→ **AIM OF THE TASK**: Can you print the data exactly and leave out each image?

Location identification items:
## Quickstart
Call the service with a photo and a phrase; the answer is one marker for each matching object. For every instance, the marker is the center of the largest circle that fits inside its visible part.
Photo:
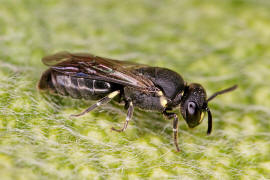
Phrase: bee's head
(194, 104)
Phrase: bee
(90, 77)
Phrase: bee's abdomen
(76, 87)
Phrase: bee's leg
(175, 127)
(102, 101)
(129, 116)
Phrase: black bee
(150, 88)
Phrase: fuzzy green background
(215, 43)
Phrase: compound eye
(191, 108)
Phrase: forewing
(94, 67)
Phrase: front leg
(129, 116)
(175, 127)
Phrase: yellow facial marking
(163, 101)
(113, 94)
(202, 116)
(160, 93)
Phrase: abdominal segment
(75, 87)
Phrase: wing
(95, 67)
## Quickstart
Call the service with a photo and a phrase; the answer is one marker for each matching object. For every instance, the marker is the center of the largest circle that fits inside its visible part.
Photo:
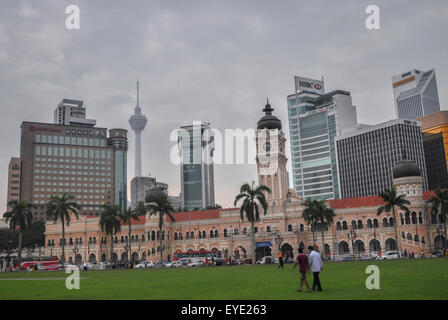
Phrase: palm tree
(160, 205)
(126, 216)
(439, 206)
(60, 207)
(110, 223)
(392, 201)
(311, 215)
(19, 216)
(253, 200)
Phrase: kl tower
(138, 123)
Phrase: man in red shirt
(304, 267)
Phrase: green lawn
(405, 279)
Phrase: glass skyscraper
(314, 122)
(197, 179)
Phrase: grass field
(399, 279)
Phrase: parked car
(265, 260)
(141, 265)
(389, 255)
(177, 264)
(437, 253)
(196, 263)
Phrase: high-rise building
(315, 119)
(367, 156)
(435, 143)
(79, 160)
(138, 123)
(196, 169)
(415, 94)
(13, 179)
(72, 112)
(139, 186)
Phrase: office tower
(118, 140)
(415, 94)
(315, 119)
(72, 112)
(271, 158)
(367, 156)
(13, 180)
(196, 169)
(79, 160)
(435, 143)
(138, 122)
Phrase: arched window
(407, 218)
(414, 217)
(339, 226)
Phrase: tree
(253, 201)
(19, 217)
(393, 201)
(311, 215)
(59, 208)
(160, 205)
(110, 223)
(127, 216)
(439, 207)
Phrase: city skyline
(229, 91)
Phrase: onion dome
(269, 121)
(406, 168)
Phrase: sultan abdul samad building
(356, 227)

→ **EXERCISE OUTPUT**:
## Quickstart
Call the service with a photo and a phrase; the answer is one marker for each matching object. For every instance, the marker is the center of the largest circle that fits inside its visible part.
Photo:
Phrase: bee's head
(194, 104)
Phrase: bee
(90, 77)
Phrase: bee's abdomen
(76, 87)
Phrase: bee's leg
(175, 127)
(102, 101)
(129, 116)
Phrase: black bee
(150, 88)
Phrase: fuzzy green background
(215, 43)
Phrase: compound eye
(191, 108)
Phrase: forewing
(94, 67)
Phrase: front leg
(129, 116)
(175, 127)
Phrase: yellow facial marking
(163, 101)
(113, 94)
(202, 116)
(160, 93)
Phrase: abdominal segment
(75, 87)
Phrase: wing
(95, 67)
## Quickstart
Call the service with a photo and a phrase; the answer is one marker for each matching object. For every instance, the marker is the center of the largest circle that fits inside its visible part.
Photo:
Phrase: palm tree
(160, 205)
(126, 216)
(439, 206)
(60, 207)
(110, 223)
(392, 201)
(311, 215)
(19, 216)
(253, 200)
Phrase: kl tower
(138, 123)
Phrase: man in red shirt
(304, 267)
Phrase: green lawn
(405, 279)
Phrase: glass skyscraper
(314, 122)
(197, 179)
Phrase: grass field
(399, 279)
Phrase: parked car
(265, 260)
(141, 265)
(389, 255)
(177, 264)
(437, 253)
(196, 263)
Phrase: high-rise building
(315, 119)
(367, 156)
(435, 143)
(79, 160)
(138, 123)
(196, 169)
(415, 94)
(13, 179)
(72, 112)
(139, 186)
Phrase: office tower
(118, 140)
(415, 94)
(315, 119)
(72, 112)
(271, 158)
(367, 156)
(13, 180)
(196, 169)
(79, 160)
(435, 143)
(138, 122)
Phrase: arched window
(407, 218)
(414, 217)
(339, 226)
Phrase: tree
(253, 201)
(19, 217)
(393, 201)
(311, 215)
(59, 208)
(160, 205)
(110, 223)
(127, 216)
(439, 207)
Phrase: city skyline
(229, 91)
Phrase: onion dome
(269, 121)
(406, 168)
Phrase: sultan abdul samad building
(356, 227)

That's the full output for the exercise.